* _What the task asks_
Put every line from the one containing "For our traffic camera dashboard, pinpoint every night" through the end of the rows below into a Markdown table with the columns Number and Line, skipping blank lines. Leave the pictures out.

* _Material provided_
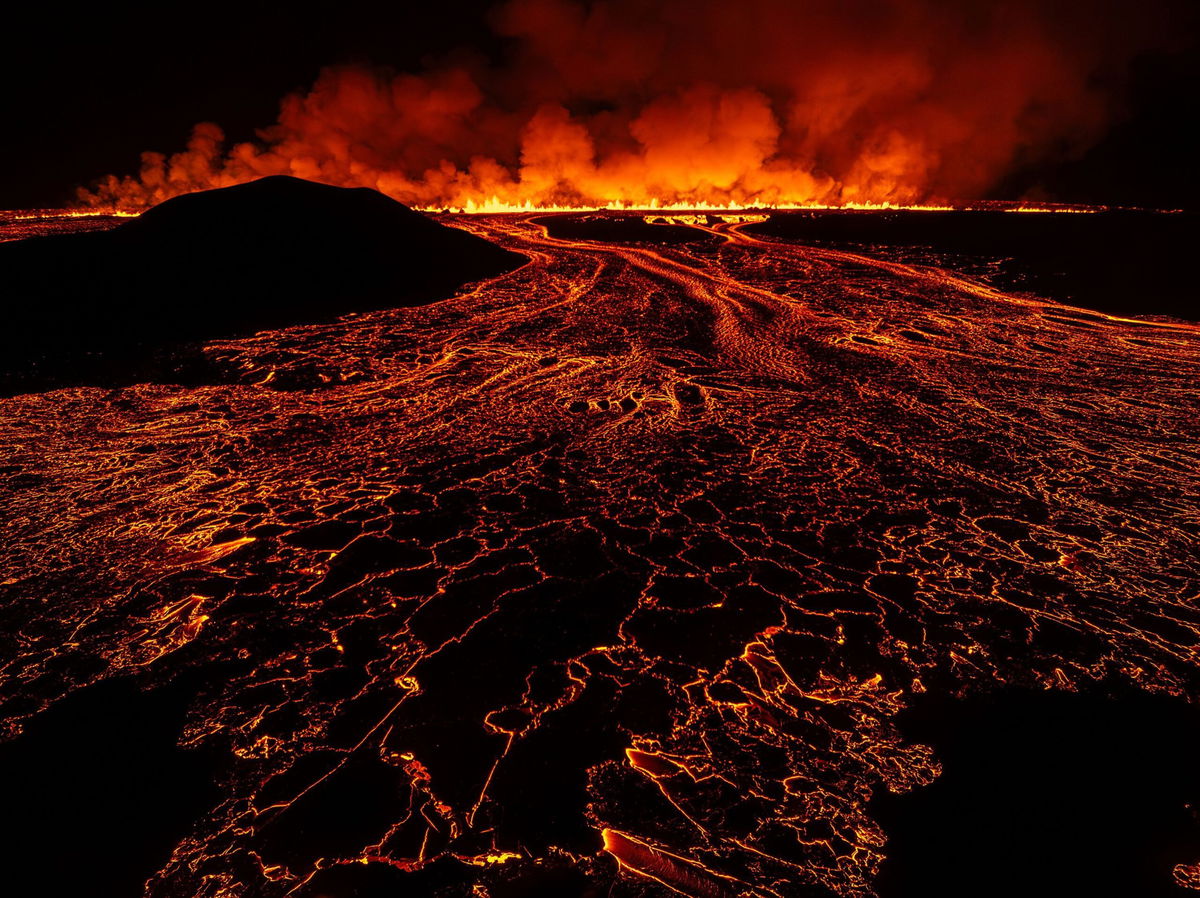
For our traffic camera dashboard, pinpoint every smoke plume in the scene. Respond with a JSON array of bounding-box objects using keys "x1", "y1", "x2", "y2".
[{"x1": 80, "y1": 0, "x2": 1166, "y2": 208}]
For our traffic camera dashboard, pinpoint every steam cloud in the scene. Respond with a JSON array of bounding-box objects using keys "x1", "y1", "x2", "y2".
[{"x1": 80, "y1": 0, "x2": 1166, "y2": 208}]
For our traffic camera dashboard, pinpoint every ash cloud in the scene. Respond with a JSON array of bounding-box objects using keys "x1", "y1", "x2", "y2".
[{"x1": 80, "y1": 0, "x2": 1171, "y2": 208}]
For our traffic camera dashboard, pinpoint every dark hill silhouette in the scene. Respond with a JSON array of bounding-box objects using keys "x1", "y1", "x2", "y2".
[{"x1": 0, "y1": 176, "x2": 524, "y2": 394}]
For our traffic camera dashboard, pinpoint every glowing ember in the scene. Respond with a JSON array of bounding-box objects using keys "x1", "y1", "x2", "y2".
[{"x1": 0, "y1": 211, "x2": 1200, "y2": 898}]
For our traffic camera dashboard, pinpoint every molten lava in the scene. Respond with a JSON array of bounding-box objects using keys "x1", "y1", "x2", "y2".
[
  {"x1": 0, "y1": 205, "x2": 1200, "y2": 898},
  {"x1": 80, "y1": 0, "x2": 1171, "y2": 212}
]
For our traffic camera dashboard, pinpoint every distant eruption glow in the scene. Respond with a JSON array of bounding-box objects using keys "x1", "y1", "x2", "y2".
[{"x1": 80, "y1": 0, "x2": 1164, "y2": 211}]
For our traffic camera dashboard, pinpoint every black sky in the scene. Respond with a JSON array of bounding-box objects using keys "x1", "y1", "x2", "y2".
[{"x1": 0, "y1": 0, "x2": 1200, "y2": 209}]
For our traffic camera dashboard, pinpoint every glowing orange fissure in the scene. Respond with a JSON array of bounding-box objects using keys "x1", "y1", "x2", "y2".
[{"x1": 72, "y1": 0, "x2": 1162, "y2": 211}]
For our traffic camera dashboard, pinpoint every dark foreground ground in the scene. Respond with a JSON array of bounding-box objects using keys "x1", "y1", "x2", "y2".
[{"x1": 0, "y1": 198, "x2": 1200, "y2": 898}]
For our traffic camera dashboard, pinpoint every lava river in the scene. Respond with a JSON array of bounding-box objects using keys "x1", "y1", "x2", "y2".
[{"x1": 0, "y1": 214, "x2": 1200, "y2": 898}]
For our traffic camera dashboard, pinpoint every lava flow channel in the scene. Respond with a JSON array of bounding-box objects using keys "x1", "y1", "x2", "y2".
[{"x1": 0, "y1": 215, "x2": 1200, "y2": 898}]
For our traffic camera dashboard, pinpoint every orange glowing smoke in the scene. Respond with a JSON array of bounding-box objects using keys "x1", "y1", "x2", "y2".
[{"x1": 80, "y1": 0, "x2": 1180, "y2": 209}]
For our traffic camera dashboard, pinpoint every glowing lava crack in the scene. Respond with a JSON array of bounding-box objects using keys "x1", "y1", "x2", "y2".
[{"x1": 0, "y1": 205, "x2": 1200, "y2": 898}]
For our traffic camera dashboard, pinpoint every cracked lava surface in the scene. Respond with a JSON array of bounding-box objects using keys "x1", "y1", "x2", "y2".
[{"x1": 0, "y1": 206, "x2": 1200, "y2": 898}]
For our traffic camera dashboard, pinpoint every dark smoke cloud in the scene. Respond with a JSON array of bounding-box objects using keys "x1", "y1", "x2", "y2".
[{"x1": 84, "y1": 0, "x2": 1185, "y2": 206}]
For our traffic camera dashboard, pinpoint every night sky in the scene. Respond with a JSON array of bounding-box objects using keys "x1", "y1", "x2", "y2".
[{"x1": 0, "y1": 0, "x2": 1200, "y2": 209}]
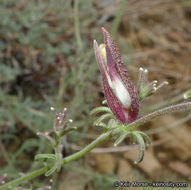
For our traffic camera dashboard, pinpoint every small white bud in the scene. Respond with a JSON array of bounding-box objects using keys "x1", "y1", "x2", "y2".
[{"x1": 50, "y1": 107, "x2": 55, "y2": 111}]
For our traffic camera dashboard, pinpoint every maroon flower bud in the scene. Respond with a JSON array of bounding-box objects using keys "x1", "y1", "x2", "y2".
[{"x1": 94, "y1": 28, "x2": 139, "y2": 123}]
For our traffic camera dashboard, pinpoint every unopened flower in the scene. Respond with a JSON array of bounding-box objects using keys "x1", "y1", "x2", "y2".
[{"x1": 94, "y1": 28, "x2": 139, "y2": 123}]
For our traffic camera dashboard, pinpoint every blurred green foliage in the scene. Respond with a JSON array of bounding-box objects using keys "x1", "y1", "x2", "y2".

* _Result of the exercise_
| Number | Line |
|---|---|
| 1 | For our traffic camera dashboard, pinpoint every night sky in the scene. Respond with a JSON array of bounding-box objects using keys "x1", "y1", "x2", "y2". |
| 2 | [{"x1": 0, "y1": 0, "x2": 1200, "y2": 209}] |
| 3 | For our traffic camera dashboard, pinpoint every small white bud in the scene. Respond with a JSON array of bounding-box objects using keys "x1", "y1", "x2", "y2". |
| 4 | [{"x1": 50, "y1": 107, "x2": 55, "y2": 111}] |
| 5 | For our traffic camera dashboard, pinpoint every maroon flower bud in the scene. Respond with a JSON array of bounding-box objects using keys "x1", "y1", "x2", "y2". |
| 6 | [{"x1": 94, "y1": 28, "x2": 139, "y2": 123}] |
| 7 | For our traffic camera dashboard, pinpoint every unopened flower in the scene. Respond with a JSON array of bounding-box objects using keys "x1", "y1", "x2", "y2". |
| 8 | [{"x1": 94, "y1": 28, "x2": 139, "y2": 123}] |
| 9 | For our traffic camera dashboard, pinpoint every blurred green foliage in the scene. Respond with a JSON array of bounding-box objects using keys "x1", "y1", "x2", "y2". |